[Stored entries]

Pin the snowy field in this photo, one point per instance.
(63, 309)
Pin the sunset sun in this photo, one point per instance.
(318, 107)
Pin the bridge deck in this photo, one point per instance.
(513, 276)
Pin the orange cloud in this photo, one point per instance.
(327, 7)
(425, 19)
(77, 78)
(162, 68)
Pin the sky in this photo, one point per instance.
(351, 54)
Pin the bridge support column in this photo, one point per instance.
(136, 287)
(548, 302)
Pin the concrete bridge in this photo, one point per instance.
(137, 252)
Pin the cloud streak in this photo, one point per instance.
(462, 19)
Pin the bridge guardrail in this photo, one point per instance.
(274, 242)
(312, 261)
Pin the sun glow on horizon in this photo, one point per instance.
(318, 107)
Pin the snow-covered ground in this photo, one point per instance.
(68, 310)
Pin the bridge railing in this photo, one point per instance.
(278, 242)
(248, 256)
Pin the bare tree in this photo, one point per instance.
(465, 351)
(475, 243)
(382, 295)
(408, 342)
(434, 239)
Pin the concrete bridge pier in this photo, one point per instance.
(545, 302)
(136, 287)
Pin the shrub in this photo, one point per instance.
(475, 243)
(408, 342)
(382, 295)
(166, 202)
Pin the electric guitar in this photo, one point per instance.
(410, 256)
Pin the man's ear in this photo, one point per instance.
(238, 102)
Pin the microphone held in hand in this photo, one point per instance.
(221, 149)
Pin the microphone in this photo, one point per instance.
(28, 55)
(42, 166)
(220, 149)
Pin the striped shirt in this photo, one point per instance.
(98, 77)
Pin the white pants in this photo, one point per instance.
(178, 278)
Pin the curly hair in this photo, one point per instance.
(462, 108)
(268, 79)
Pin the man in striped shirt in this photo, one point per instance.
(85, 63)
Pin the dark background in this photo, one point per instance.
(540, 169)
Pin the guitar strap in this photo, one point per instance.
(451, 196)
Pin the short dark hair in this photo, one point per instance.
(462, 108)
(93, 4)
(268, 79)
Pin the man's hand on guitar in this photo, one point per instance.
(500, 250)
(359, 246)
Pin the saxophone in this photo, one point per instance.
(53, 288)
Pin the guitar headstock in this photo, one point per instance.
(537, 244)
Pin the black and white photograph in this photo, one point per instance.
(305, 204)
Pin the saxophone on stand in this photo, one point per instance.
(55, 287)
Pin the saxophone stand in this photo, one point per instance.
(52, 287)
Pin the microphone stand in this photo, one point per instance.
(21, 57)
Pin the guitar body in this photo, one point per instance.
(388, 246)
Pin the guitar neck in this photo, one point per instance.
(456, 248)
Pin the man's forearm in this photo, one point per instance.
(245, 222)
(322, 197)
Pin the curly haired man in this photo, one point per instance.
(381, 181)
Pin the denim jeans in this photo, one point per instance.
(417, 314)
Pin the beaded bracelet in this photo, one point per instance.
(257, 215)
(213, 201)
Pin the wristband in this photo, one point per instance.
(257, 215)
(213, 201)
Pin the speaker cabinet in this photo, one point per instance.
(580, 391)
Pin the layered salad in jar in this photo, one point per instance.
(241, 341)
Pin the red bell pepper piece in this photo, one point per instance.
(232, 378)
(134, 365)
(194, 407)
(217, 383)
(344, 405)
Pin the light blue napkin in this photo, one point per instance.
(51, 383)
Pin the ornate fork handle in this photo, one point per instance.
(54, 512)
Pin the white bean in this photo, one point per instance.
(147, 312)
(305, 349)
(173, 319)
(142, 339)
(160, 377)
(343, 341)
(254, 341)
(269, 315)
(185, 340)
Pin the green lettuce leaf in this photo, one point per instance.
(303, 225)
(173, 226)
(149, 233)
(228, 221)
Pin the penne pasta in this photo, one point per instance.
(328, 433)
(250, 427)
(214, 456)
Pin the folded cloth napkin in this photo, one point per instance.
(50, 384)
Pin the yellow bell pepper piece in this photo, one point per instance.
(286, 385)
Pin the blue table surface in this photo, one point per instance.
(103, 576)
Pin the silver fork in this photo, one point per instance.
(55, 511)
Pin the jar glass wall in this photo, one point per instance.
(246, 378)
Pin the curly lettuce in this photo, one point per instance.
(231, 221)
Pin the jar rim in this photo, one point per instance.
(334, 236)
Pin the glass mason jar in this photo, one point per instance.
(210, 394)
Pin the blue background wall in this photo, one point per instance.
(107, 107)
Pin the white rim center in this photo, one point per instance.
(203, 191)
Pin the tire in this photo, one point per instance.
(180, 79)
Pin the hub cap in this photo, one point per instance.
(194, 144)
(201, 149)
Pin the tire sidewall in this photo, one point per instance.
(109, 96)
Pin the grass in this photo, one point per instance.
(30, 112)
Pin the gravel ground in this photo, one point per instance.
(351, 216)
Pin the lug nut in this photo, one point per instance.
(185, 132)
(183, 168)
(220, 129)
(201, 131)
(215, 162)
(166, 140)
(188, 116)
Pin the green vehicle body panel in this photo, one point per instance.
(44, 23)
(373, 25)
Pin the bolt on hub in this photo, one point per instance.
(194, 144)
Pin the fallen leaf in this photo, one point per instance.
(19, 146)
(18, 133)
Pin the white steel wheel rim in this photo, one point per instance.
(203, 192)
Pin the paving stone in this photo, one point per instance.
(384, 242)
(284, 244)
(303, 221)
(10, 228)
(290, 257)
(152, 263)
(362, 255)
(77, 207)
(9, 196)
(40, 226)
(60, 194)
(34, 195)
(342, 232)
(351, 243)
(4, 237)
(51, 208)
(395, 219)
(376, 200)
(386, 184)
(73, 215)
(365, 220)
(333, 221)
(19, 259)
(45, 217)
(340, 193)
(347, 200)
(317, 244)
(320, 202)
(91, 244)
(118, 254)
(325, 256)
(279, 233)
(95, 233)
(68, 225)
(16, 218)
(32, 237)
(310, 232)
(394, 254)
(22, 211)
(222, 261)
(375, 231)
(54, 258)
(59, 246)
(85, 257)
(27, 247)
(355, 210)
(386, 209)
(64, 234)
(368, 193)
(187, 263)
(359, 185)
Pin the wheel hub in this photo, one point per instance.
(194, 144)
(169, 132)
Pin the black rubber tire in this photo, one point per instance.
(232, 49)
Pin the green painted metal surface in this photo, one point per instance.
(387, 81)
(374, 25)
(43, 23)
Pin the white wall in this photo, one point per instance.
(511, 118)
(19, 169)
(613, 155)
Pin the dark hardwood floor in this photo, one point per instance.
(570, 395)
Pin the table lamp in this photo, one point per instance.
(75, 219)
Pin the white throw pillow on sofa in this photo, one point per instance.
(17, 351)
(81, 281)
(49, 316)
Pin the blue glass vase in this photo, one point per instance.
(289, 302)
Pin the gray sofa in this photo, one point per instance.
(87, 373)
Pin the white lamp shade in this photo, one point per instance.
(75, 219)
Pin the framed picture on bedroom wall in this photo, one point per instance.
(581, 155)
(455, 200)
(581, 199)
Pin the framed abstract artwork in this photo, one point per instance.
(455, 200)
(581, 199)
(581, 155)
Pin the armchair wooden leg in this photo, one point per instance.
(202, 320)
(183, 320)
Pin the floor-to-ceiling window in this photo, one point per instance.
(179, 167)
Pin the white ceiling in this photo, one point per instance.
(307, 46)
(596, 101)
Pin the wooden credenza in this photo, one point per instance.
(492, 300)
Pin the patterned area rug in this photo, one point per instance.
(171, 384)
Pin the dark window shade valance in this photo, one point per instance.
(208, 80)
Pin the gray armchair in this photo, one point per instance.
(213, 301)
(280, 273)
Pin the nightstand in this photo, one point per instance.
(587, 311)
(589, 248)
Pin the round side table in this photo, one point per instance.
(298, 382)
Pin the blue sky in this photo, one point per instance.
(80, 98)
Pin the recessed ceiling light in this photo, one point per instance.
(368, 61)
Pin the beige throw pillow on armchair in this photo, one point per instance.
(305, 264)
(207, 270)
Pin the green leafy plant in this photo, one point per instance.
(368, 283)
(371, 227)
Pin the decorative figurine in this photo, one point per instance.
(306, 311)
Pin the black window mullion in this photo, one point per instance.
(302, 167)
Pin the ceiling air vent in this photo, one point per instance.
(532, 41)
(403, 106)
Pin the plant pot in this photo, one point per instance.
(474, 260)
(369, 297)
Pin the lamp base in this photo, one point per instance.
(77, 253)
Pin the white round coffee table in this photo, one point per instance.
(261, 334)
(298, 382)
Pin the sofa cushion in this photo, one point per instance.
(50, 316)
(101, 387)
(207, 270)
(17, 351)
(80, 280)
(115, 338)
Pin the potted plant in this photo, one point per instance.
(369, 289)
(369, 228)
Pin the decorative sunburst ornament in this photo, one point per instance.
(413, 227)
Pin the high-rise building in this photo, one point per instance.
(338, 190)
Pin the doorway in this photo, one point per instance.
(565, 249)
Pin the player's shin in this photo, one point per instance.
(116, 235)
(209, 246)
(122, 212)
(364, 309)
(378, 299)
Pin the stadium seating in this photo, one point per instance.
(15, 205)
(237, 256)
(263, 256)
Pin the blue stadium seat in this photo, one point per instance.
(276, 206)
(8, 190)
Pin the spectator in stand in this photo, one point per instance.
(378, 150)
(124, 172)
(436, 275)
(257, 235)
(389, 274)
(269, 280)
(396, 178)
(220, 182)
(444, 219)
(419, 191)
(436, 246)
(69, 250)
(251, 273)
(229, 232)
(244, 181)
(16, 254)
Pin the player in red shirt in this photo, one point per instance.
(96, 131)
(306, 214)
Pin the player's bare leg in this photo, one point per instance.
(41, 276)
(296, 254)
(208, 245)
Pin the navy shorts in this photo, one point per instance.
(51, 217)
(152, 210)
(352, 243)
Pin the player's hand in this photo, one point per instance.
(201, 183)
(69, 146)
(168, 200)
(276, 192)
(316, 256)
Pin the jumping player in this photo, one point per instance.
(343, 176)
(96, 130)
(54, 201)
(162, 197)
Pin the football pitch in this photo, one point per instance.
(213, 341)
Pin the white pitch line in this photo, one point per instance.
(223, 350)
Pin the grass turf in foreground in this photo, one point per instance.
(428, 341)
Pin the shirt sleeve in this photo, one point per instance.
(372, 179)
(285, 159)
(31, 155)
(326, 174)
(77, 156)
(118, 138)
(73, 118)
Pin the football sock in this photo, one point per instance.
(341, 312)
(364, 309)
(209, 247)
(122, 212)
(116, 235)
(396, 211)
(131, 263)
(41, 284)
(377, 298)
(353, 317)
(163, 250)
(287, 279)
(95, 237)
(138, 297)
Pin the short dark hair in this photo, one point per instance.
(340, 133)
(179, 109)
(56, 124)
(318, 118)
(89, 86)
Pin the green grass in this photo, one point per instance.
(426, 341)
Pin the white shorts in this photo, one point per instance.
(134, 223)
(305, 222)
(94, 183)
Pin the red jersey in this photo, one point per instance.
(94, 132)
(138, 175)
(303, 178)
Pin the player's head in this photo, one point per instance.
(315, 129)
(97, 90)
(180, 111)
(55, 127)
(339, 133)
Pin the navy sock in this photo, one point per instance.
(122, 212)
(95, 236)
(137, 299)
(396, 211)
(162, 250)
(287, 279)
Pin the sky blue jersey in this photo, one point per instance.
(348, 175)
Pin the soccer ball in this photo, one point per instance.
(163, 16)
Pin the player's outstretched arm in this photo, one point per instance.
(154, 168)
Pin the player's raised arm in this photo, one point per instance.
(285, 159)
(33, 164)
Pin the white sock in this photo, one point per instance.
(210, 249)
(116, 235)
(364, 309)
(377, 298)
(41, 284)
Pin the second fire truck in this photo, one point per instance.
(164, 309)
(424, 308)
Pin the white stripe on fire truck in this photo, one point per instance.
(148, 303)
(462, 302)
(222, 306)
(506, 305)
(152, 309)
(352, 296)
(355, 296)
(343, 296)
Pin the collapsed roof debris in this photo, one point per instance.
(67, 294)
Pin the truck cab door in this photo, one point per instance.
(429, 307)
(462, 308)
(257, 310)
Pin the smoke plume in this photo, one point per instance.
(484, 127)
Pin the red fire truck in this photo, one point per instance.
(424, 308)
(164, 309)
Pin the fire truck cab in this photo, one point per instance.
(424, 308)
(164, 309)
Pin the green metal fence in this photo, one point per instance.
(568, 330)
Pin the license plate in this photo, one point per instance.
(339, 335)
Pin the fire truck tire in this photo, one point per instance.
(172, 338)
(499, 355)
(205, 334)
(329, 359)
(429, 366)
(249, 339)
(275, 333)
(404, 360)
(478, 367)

Problem statement> Only the lines from the one containing "Pin the player's head" through the end of the records above belong in the output, each exactly as it stands, both ends included.

Exercise answer>
Pin the player's head in this photo, one point per instance.
(315, 129)
(97, 90)
(180, 111)
(55, 127)
(339, 133)
Pin the navy sock in this photo, one point per instance.
(122, 212)
(95, 236)
(137, 299)
(396, 211)
(162, 250)
(287, 279)
Pin the sky blue jersey in this photo, one point per instance.
(348, 175)
Pin the soccer ball in this photo, one point per instance.
(163, 16)
Pin the player's outstretched arm in this photo, one point per instance.
(154, 168)
Pin the player's raised arm in this photo, one point per instance.
(285, 159)
(33, 164)
Pin the white sock in this photo, one point per instance.
(210, 249)
(116, 235)
(364, 309)
(377, 298)
(41, 284)
Pin the second fire truck in this photo, one point per instance.
(164, 309)
(424, 308)
Pin the white stripe on fire truck in this photo, one point per instance.
(148, 303)
(462, 302)
(222, 306)
(506, 305)
(152, 309)
(352, 296)
(355, 296)
(343, 296)
Pin the collapsed roof debris in this photo, one point per instance.
(67, 294)
Pin the truck cab door in this photo, one point per instance.
(429, 307)
(462, 308)
(257, 310)
Pin the smoke plume in this photo, one point per instance.
(484, 127)
Pin the red fire truck in this photo, one point per instance.
(424, 308)
(164, 309)
Pin the fire truck cab in this photo, one point per instance.
(424, 308)
(164, 309)
Pin the green metal fence in this photo, one point per instance.
(568, 330)
Pin the license plate in this photo, one point per instance.
(339, 335)
Pin the fire truck tire in this photo, one point per instance.
(172, 338)
(499, 355)
(205, 334)
(329, 359)
(429, 366)
(249, 339)
(275, 333)
(404, 360)
(478, 367)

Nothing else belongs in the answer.